• _Problem to work on_:
Looking at the entries, say how many lines contain the string "entirely". Offer nothing besides the number.

::: The data :::

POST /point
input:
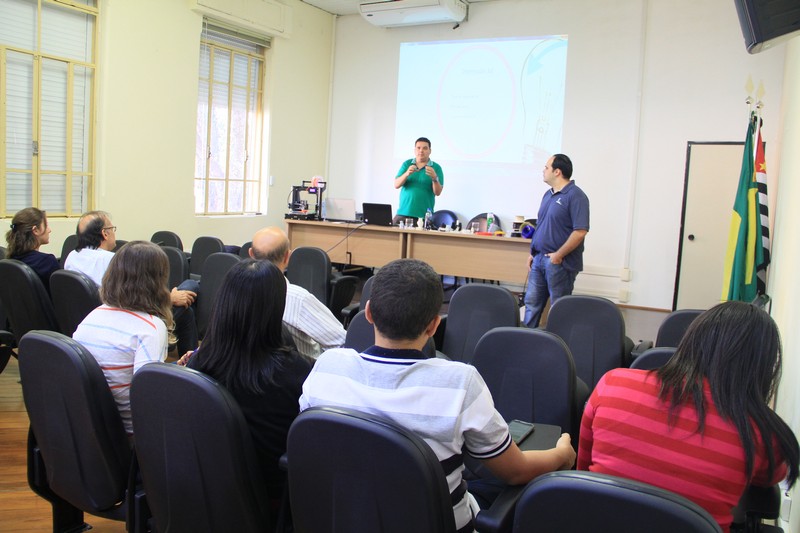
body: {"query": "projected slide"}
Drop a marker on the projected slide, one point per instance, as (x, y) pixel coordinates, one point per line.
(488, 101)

:::
::: The data :::

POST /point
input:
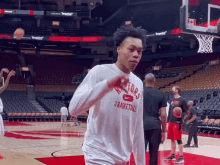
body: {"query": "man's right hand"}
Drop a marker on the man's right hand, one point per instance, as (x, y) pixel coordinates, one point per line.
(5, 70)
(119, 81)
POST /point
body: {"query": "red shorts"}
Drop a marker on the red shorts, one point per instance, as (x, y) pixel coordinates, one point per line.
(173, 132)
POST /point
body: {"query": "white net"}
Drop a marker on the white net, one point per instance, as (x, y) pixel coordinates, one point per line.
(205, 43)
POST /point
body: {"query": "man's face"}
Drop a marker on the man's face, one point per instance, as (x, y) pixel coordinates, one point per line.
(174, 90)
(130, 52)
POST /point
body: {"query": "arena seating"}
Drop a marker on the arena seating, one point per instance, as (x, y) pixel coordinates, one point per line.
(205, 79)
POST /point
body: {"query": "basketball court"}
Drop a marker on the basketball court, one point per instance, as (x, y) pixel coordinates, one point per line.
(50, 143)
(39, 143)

:::
::: The data :::

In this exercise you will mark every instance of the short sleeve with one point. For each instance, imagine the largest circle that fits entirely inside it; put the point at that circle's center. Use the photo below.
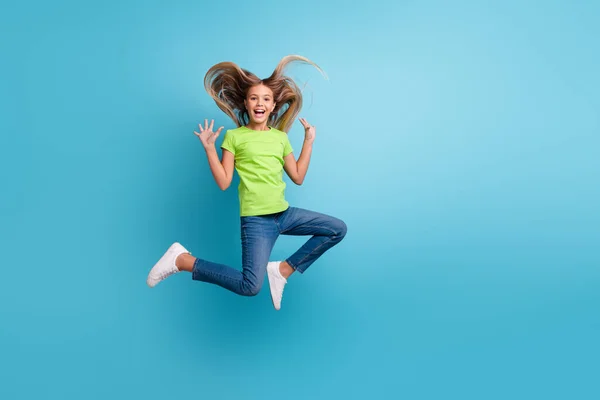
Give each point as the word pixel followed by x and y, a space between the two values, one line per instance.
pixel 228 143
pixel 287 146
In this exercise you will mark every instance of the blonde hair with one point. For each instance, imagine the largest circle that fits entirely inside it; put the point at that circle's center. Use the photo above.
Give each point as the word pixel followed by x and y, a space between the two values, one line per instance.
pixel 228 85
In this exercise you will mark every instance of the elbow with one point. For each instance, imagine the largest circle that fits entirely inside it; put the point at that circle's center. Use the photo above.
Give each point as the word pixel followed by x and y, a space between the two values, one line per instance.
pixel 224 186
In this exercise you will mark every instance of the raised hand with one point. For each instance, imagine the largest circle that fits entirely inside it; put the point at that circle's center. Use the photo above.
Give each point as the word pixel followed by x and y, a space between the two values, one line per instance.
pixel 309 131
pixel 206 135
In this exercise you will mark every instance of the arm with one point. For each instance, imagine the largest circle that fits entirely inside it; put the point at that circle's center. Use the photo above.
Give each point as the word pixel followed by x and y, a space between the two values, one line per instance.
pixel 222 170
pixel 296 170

:::

• _Exercise response_:
5